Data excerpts
------------------------------------------------------------------------
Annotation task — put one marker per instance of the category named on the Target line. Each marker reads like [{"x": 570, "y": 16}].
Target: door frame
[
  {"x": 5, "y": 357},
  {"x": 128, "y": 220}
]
------------------------------------------------------------------------
• [What to produce]: Transcribe each of the records above exactly.

• [Reply to the task]:
Annotation task — put one marker per instance of the category named on the Target line. Each marker reads like [{"x": 570, "y": 16}].
Target: door frame
[
  {"x": 5, "y": 357},
  {"x": 128, "y": 220}
]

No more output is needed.